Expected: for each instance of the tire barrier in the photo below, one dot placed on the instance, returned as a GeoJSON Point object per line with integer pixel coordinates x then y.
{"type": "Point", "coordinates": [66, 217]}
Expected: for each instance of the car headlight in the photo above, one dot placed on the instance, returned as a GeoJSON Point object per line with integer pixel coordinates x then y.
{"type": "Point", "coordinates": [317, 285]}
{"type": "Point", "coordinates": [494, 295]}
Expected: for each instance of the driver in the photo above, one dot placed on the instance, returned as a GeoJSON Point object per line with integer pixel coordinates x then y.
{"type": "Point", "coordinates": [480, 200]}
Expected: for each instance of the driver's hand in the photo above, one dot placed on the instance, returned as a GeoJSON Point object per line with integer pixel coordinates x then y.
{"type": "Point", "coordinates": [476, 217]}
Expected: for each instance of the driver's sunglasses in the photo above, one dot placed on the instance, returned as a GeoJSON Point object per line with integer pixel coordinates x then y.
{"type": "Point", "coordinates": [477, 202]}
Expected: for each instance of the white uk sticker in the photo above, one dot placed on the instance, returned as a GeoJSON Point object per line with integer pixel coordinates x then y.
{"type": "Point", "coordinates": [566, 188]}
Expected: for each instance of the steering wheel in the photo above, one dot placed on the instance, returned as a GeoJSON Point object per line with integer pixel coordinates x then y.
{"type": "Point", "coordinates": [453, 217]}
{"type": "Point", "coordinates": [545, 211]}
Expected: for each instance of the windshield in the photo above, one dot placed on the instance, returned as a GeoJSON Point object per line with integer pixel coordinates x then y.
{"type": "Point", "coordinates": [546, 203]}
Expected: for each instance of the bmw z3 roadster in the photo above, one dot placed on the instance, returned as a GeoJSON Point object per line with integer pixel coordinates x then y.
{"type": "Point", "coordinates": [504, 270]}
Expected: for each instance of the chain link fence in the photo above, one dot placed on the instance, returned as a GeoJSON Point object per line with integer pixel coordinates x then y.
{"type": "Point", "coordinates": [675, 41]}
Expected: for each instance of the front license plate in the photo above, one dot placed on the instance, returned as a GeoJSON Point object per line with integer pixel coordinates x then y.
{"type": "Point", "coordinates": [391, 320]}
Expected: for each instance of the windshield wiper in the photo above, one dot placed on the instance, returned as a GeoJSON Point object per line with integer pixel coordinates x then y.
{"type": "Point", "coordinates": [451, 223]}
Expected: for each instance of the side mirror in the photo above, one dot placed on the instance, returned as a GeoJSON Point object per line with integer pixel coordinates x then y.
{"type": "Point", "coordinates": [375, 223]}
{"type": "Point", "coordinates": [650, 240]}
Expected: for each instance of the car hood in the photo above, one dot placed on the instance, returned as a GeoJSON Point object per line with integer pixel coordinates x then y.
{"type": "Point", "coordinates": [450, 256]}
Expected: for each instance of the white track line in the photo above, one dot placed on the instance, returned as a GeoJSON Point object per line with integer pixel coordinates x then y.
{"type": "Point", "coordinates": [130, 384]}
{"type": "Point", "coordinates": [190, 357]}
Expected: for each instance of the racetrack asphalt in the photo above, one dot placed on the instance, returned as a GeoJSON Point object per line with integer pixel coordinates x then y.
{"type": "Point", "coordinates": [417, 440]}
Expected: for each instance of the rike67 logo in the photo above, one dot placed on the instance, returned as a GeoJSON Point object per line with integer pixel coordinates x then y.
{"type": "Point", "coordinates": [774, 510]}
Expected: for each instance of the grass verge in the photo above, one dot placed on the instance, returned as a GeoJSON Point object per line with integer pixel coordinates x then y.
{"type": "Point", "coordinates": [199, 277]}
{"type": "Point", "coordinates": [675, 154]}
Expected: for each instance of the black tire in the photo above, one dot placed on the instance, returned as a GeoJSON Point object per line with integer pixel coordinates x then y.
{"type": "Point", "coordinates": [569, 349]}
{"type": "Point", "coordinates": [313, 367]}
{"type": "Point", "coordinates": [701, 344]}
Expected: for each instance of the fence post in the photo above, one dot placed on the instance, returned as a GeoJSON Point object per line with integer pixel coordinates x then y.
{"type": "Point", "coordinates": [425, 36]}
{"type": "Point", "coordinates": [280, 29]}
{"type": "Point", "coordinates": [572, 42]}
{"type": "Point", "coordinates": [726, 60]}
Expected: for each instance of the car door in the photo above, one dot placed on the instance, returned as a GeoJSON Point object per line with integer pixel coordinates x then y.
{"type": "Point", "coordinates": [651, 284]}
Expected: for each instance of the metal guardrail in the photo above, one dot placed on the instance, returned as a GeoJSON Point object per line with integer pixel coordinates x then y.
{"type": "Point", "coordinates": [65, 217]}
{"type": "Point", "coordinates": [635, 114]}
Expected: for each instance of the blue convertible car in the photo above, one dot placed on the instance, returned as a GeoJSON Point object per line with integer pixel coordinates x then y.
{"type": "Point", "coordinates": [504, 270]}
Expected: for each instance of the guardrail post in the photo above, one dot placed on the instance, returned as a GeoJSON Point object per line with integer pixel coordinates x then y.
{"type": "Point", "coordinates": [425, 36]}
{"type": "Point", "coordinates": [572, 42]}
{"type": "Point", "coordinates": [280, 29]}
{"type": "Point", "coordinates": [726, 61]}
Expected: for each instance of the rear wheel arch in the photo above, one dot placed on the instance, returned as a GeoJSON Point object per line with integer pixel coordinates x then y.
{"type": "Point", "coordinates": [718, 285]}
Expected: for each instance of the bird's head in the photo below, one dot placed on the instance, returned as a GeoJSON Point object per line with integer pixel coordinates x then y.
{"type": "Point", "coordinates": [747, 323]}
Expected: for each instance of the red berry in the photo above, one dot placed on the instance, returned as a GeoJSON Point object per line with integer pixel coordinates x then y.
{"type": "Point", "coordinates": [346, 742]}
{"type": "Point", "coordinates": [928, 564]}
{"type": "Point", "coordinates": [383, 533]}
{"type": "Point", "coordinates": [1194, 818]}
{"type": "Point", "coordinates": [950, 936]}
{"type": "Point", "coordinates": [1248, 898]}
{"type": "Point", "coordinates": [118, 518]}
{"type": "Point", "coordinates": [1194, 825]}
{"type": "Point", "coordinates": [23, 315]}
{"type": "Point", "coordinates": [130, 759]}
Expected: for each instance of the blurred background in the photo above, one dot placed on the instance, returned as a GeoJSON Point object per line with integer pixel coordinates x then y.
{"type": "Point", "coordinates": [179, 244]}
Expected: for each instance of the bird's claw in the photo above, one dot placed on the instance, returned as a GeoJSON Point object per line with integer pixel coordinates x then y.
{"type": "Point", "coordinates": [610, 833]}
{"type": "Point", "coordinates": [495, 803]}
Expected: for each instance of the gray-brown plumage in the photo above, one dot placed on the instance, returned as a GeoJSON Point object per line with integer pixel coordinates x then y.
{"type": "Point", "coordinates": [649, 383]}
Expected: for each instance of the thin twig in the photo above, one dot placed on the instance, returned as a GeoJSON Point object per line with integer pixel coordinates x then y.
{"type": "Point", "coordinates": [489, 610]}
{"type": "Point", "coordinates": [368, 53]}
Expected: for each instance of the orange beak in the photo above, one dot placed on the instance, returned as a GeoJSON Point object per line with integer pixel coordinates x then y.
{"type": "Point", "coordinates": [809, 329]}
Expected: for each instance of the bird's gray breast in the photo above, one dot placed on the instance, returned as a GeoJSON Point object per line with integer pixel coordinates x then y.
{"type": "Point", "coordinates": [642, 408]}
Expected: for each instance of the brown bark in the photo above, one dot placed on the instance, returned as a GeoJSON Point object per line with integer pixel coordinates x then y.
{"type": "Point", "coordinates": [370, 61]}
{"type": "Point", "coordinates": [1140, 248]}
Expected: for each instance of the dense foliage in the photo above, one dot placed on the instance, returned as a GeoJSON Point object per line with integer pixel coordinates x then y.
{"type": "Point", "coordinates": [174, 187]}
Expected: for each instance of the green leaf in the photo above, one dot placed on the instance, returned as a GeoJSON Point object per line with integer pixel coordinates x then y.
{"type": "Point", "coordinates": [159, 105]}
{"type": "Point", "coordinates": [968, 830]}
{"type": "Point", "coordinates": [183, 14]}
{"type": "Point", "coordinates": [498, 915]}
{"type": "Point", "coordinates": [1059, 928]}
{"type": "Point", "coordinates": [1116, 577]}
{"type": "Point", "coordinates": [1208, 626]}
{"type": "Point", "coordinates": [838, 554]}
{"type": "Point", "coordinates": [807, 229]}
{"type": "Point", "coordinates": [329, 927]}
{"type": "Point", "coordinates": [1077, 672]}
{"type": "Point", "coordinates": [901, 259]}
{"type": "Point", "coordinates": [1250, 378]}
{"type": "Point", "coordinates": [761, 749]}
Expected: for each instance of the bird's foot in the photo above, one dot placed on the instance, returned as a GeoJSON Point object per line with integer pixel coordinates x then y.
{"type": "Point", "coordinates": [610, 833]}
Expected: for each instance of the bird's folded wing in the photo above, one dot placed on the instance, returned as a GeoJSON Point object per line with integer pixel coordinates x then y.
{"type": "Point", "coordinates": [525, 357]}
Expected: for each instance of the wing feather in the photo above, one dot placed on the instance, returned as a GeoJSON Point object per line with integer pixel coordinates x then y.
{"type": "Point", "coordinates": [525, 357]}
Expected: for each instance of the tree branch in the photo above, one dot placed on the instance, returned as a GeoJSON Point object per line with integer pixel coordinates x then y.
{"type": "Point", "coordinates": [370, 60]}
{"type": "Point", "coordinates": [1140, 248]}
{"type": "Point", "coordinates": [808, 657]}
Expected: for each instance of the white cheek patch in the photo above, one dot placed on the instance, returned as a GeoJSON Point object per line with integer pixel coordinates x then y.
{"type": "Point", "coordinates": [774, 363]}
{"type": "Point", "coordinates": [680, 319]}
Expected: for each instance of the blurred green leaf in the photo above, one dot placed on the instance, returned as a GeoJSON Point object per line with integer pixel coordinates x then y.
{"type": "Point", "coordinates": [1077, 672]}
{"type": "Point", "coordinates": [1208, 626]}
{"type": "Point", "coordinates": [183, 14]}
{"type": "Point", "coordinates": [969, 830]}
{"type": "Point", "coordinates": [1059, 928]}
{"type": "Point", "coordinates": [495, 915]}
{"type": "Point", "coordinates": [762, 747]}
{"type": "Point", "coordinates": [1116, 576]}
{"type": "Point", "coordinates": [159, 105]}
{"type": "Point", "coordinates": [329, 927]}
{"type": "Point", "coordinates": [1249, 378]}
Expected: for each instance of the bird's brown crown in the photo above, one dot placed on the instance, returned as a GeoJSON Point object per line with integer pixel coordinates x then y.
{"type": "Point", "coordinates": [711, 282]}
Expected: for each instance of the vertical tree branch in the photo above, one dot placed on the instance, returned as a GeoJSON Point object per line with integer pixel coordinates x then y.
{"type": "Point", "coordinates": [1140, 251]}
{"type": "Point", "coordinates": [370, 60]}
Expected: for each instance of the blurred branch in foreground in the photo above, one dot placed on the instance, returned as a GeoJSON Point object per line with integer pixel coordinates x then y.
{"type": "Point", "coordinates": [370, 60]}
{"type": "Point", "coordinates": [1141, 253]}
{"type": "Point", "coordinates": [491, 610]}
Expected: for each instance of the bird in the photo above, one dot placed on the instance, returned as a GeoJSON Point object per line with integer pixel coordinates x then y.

▶ Short exercise: Copy the lines again from the one containing "Expected: for each instance of the white cheek" through the end of the lines, replacing "blurred green leaf" with "out-of-focus leaf" and changing nothing else.

▶ Exercise response:
Expected: for each instance of the white cheek patch in the photo above, one dot placed on the instance, returned as a GeoJSON Point object per line with integer pixel coordinates x then y.
{"type": "Point", "coordinates": [774, 363]}
{"type": "Point", "coordinates": [680, 319]}
Expected: for each instance of the out-of-focus leaf in the photo above, one dot placed on the instance, returned as a GeoJSON Point object per line with integer pixel coordinates x then y.
{"type": "Point", "coordinates": [1077, 672]}
{"type": "Point", "coordinates": [1208, 626]}
{"type": "Point", "coordinates": [183, 14]}
{"type": "Point", "coordinates": [969, 830]}
{"type": "Point", "coordinates": [1059, 928]}
{"type": "Point", "coordinates": [495, 915]}
{"type": "Point", "coordinates": [762, 747]}
{"type": "Point", "coordinates": [1116, 576]}
{"type": "Point", "coordinates": [159, 105]}
{"type": "Point", "coordinates": [329, 927]}
{"type": "Point", "coordinates": [1249, 378]}
Expected: for each instance of the bird's brown crown in the photo above, one dot placed on the instance, returned as a GeoJSON Point object per line with integer pixel coordinates x then y.
{"type": "Point", "coordinates": [711, 282]}
Expected: for each instance of the vertical tree branch in the photo above, one dot placed on the instance, returned as a GeoJSON Point object per line with integer pixel coordinates x then y.
{"type": "Point", "coordinates": [1140, 251]}
{"type": "Point", "coordinates": [370, 60]}
Expected: for each instance of the blurred branch in foreground in the photo above, one dot placed on the instance, returned as a GeoJSON Point object per line with integer pixel coordinates x then y.
{"type": "Point", "coordinates": [370, 60]}
{"type": "Point", "coordinates": [1141, 253]}
{"type": "Point", "coordinates": [491, 610]}
Expected: for each instance of the bird in the photo above, one dot placed on the instance, returned as a GeoJSON Point object per line with integer pixel coordinates x then y.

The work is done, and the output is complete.